Short problem A
From the loop contracts text, quote the passage from "It is worth" to "on the inputs.".
Short problem B
According to the loop contracts text, what are loop contracts composed of?
Short problem C
Translate this sentence from the loop contracts text into Spanish: "A loop invariant is an expression that holds upon entering a loop and after every execution of the loop body."
===== Source text =====
Loop Contracts

Introduction

Loop contracts are used to specify invariants for loops for the sake of extending Kani's bounded proofs to unbounded proofs. A loop invariant is an expression that holds upon entering a loop and after every execution of the loop body. Loop contracts are composed of one or more loop invariants as well as optional loop_modifies attributes. It captures something that does not change about every step of the loop.

It is worth revisiting the discussion about bounded proof and loop unwinding. In short, bounds on the number of times Kani unwinds loops also bound the size of inputs, and hence result in a bounded proof. Loop contracts are used to abstract out loops as non-loop blocks to avoid loop unwinding, and hence remove the bounds on the inputs.
===== Dataset excerpt =====
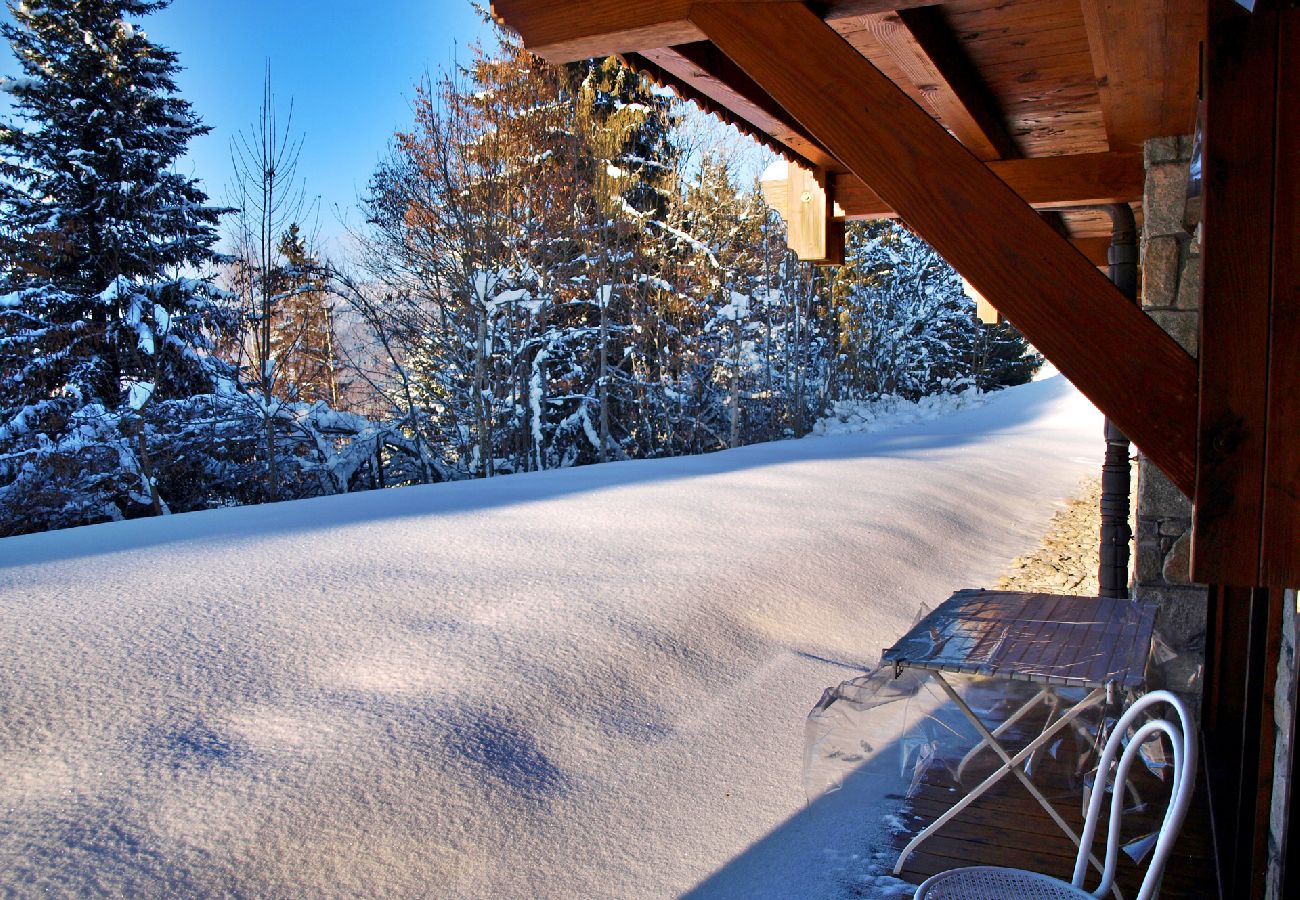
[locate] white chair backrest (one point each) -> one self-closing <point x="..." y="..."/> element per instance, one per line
<point x="1183" y="739"/>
=====
Exercise solution A
It is worth revisiting the discussion about bounded proof and loop unwinding. In short, bounds on the number of times Kani unwinds loops also bound the size of inputs, and hence result in a bounded proof. Loop contracts are used to abstract out loops as non-loop blocks to avoid loop unwinding, and hence remove the bounds on the inputs.

Exercise solution B
One or more loop invariants, plus optional loop_modifies attributes.

Exercise solution C
Un invariante de bucle es una expresión que se cumple al entrar en un bucle y después de cada ejecución del cuerpo del bucle.